Soal 1 - Berapa usia Emed menurut kutipan teks?
Soal 2 - Tuliskan kembali secara persis bagian kutipan teks mulai dari "Setelah dapat mengumpulkan" sampai dengan "kata Mak Yaya.".

Kutipan Teks -

+++

Thursday, August 23, 2007

"Milih Rabi, Mindah Rasa"



MAK Yaya--yang sudah lupa usianya sendiri--asyik mengumpulkan batu-batu yang berserakan di pinggiran galian. Para penggali yang juga bekerja keras mengangkat pasir dan batu dari dalam tanah tak terlalu peduli dengan keberadaannya.

Setelah dapat mengumpulkan sekarung batu, ia memikulnya dengan bantuan sinjang. Ia berjalan ratusan meter, jalan menanjak menuju rumah. Tangan kanannya mencencang seember penuh batu lainnya.

Batu-batu itu sudah ditunggu oleh Emed, suaminya, yang ingat betul usianya sudah 78 tahun. "Nini mah, tikapungkur keneh ngempelkan batu teh," kata Mak Yaya.

Kampung Panarosan yang merupakan bagian wilayah Desa Cimangkok, Kecamatan Sukalarang, Sukabumi adalah salahsatu daerah penghasil pasir dan batu. Pengendara dari Cianjur ke Sukabumi pasti turut merasai produksi pasir itu saat harus menyalip atau berpapasan dengan truk-truk pasir di wilayah itu.

Bagi Mak Yaya tidak ada pekerjaan lain baginya. Di lain, waktu ia mengumpulkan sisa-sisa pasir yang jatuh dari truk di pinggir jalan. Sedikit demi sedikit dia kumpulkan.

Satu dolak (mobil pick-up kecil) dihargai Rp 50.000,00. Butuh waktu kurang lebih sebulan untuk itu. "Ah, da tos nini-nini kieu, sakengingna wae (Sudah nenek-nenek begini, sedapatnya saja-red.)," ujarnya.

Berbeda dengan pasir yang bisa langsung dijual, batu perlu dipecah menjadi lebih kecil. Yang "diangkat" oleh mobil hanyalah batu split. Inilah tugas Emed. Sejak pagi, Emed sudah duduk di bawah pohon di depan rumahnya, memecah batu-batu sebesar kepala dengan palunya hingga sore tiba.

+++

Data yang dikutip dari sebuah koleksi -
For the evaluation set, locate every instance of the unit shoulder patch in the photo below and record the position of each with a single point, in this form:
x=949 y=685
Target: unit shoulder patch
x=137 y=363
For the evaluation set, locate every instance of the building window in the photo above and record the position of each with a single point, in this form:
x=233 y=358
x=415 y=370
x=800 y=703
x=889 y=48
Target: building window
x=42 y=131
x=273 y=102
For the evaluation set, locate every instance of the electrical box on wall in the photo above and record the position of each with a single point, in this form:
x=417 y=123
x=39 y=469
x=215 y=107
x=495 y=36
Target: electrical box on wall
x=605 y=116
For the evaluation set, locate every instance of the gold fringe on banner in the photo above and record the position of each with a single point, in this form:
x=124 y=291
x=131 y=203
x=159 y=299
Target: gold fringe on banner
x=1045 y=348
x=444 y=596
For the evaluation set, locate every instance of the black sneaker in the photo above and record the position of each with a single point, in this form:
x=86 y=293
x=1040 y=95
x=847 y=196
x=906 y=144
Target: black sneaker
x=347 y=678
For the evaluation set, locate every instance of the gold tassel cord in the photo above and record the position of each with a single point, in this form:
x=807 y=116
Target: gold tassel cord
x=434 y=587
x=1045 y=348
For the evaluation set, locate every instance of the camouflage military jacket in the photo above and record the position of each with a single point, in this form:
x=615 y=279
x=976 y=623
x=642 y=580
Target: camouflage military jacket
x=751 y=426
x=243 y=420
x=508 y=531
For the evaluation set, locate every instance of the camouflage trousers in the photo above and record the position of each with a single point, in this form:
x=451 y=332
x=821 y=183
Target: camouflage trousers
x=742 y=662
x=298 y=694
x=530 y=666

+++

Jawaban Tertulis 1 - Usia Emed 78 tahun.

Jawaban Tertulis 2 -
Setelah dapat mengumpulkan sekarung batu, ia memikulnya dengan bantuan sinjang. Ia berjalan ratusan meter, jalan menanjak menuju rumah. Tangan kanannya mencencang seember penuh batu lainnya.

Batu-batu itu sudah ditunggu oleh Emed, suaminya, yang ingat betul usianya sudah 78 tahun. "Nini mah, tikapungkur keneh ngempelkan batu teh," kata Mak Yaya.